Meditative Patterning with Rachel Woelfel | Saturday 1-2:15pm | 5/2 | Spring 2026
Workshops | Available
Workshop will begin with a 5-10 minute mindful meditation before moving into Zentangle-inspired artwork. Zentangle is a meditative, structured
drawing method created by Rick Roberts and Maria Thomas in 2003, designed to promote mindfulness and relaxation by creating intricate, non-representational patterns. It uses simple, repetitive strokes (lines, dots, curves) on small, square paper tiles, focusing on the process rather than the result.
This Art & Meditation workshop invites participants to slow down, reconnect, and explore creativity as a form of care. Each session blends meditation or mindfulness practices with guided process-oriented artmaking to encourage relaxation, reflection, and creative flow. Workshops will be led by a Licensed Creative Arts Therapist, Rachel Woelfel. No prior experience with art or meditation is required.

(Records from a collection)
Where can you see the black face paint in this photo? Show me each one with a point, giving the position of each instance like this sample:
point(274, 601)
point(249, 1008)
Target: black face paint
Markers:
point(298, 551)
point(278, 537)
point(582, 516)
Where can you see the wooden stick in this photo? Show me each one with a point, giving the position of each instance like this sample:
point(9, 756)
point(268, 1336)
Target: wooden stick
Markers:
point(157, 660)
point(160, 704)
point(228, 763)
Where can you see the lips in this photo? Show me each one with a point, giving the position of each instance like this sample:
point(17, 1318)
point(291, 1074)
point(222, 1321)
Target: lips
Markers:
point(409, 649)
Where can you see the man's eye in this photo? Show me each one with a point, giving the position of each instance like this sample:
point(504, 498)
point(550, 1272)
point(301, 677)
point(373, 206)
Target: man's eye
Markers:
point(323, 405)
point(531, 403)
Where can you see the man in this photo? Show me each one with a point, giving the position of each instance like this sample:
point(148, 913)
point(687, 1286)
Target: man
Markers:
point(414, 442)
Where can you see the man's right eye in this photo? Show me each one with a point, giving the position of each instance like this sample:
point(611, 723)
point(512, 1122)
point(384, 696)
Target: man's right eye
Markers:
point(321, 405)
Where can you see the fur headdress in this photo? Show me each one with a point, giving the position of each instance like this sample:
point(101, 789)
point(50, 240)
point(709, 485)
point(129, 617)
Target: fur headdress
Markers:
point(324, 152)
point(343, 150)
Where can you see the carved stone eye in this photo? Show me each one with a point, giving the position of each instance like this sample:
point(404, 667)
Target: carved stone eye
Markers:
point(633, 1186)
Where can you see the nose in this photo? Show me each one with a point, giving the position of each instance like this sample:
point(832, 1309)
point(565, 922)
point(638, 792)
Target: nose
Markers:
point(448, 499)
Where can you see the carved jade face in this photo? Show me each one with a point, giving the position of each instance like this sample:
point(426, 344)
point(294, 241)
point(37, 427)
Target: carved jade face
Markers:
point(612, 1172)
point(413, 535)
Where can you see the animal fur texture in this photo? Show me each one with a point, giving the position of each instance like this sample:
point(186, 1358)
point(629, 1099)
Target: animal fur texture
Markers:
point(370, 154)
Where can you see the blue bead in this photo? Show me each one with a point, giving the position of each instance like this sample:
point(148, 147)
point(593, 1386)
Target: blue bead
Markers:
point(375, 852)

:: PROBLEM TO WORK ON ::
Retype the workshop description from "Meditative Patterning with" to "than the result.", without any change.

:: SOLUTION FOR THIS PROBLEM ::
Meditative Patterning with Rachel Woelfel | Saturday 1-2:15pm | 5/2 | Spring 2026
Workshops | Available
Workshop will begin with a 5-10 minute mindful meditation before moving into Zentangle-inspired artwork. Zentangle is a meditative, structured
drawing method created by Rick Roberts and Maria Thomas in 2003, designed to promote mindfulness and relaxation by creating intricate, non-representational patterns. It uses simple, repetitive strokes (lines, dots, curves) on small, square paper tiles, focusing on the process rather than the result.